Extrait choisi:
◆ ◆ ◆
Proust l’utilise à trois reprises dans Du côté de chez Swann, et notamment dès les premières pages de Combray. Il apparaît dans un passage où il est question de théâtre, art pour lequel Proust éprouva une certaine fascination. Auprès de ses camarades, le narrateur alors jeune collégien s’enquiert de qui serait à leurs yeux le plus grand acteur du moment. 

« Plus tard, quand je fus au collège, chaque fois que pendant les classes je correspondais, aussitôt que le professeur avait la tête tournée, avec un nouvel ami, ma première question était toujours pour lui demander s’il était déjà allé au théâtre et s’il trouvait que le plus grand acteur était bien Got, le second Delaunay, etc. Et si, à son avis, Febvre ne venait qu’après Thiron, ou Delaunay qu’après Coquelin, la soudaine motilité que Coquelin, perdant la rigidité de la pierre, contractait dans mon esprit pour y passer au deuxième rang, et l’agilité miraculeuse, la féconde animation dont se voyait doué Delaunay pour reculer au quatrième, rendait la sensation du fleurissement et de la vie à mon cerveau assoupli et fertilisé ».
◆ ◆ ◆
Enregistrements:
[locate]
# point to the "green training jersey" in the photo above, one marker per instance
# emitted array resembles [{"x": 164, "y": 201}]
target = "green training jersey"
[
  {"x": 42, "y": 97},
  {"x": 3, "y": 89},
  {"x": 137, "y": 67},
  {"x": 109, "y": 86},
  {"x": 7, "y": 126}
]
◆ ◆ ◆
Objectif 1: Selon l'extrait sur Proust, pour quel art Proust éprouva-t-il une certaine fascination ?
Objectif 2: Renvoyez le passage de l'extrait sur Proust qui commence par « Proust l’utilise à » et se poursuit jusqu'à « acteur du moment. ».
Objectif 3: Traduisez en anglais cette phrase de l'extrait sur Proust : « Auprès de ses camarades, le narrateur alors jeune collégien s’enquiert de qui serait à leurs yeux le plus grand acteur du moment. »
Les enregistrements n'ont aucun lien avec l'extrait.

Réponse complète 1: Le théâtre.

Réponse complète 2:
Proust l’utilise à trois reprises dans Du côté de chez Swann, et notamment dès les premières pages de Combray. Il apparaît dans un passage où il est question de théâtre, art pour lequel Proust éprouva une certaine fascination. Auprès de ses camarades, le narrateur alors jeune collégien s’enquiert de qui serait à leurs yeux le plus grand acteur du moment.

Réponse complète 3: Among the narrator's classmates, the narrator, then a young schoolboy, asks who in their eyes would be the greatest actor of the day.